- [Problem to work on]
Return every line in the records that contains the word "stack". Case counts.

────────────────────

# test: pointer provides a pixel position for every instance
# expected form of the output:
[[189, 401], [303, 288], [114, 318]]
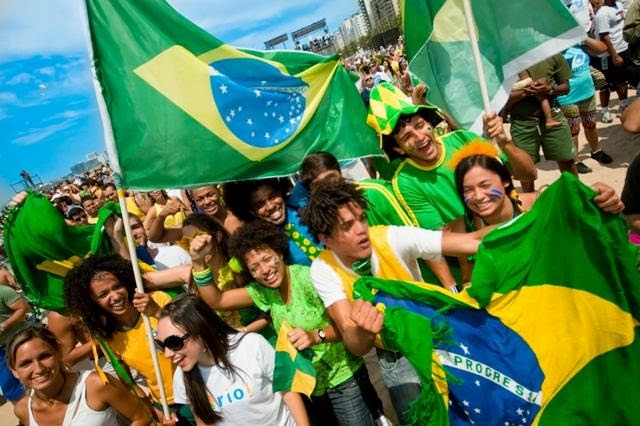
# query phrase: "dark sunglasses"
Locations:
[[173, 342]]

────────────────────

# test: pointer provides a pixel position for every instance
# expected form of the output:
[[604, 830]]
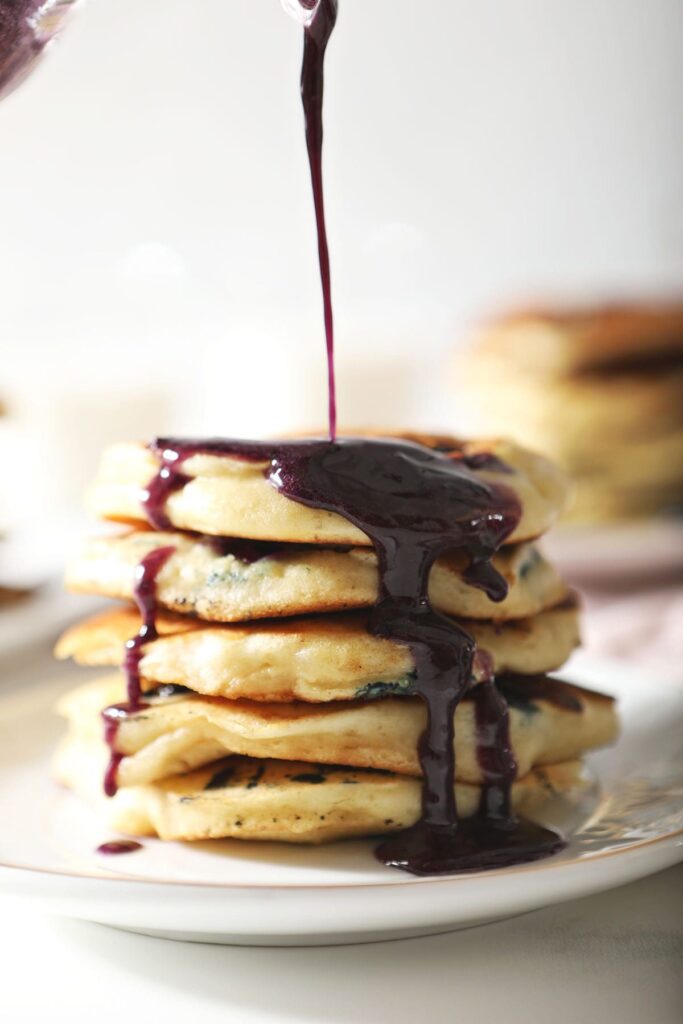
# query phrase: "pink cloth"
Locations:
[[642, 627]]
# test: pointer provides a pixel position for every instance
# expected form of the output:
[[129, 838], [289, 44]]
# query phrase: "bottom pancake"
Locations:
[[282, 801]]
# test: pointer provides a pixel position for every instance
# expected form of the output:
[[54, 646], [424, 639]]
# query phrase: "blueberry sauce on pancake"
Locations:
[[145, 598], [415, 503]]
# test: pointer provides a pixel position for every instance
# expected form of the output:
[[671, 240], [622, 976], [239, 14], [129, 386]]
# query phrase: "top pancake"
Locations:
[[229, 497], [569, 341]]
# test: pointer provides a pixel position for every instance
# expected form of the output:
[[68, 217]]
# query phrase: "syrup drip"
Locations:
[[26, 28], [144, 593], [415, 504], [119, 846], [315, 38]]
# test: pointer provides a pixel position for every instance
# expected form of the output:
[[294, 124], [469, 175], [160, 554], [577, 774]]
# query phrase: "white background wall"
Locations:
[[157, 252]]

────────────────────

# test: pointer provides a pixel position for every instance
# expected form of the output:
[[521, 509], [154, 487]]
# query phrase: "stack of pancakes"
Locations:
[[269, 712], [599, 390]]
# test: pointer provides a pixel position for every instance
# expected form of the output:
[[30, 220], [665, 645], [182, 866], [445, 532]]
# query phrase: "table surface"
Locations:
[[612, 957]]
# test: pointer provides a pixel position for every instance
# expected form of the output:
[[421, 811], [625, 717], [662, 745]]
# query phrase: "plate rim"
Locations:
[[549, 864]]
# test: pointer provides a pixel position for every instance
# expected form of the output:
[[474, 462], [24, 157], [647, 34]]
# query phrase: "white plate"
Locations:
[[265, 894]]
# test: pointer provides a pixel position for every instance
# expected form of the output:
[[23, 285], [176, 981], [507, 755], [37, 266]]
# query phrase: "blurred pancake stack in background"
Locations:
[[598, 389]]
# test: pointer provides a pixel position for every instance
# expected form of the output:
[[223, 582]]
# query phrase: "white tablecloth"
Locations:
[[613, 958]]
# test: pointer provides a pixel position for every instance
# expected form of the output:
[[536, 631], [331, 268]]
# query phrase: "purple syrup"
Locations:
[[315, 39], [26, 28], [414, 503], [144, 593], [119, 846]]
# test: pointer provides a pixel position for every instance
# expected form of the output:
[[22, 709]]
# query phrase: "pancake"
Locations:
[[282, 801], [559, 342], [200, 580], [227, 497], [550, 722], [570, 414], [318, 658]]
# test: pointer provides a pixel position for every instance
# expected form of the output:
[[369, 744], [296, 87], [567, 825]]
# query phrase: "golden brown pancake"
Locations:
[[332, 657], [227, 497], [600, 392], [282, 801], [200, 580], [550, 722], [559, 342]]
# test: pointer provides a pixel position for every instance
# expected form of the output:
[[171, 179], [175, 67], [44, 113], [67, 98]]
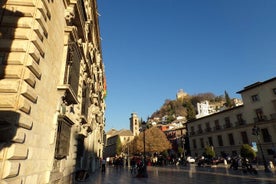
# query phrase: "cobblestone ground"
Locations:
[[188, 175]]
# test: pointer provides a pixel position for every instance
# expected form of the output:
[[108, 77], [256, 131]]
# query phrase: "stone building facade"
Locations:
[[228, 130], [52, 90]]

────────────────────

- [Written answer]
# query phrase: "stack of pancakes"
# query phrase: "blurred pancake stack in background"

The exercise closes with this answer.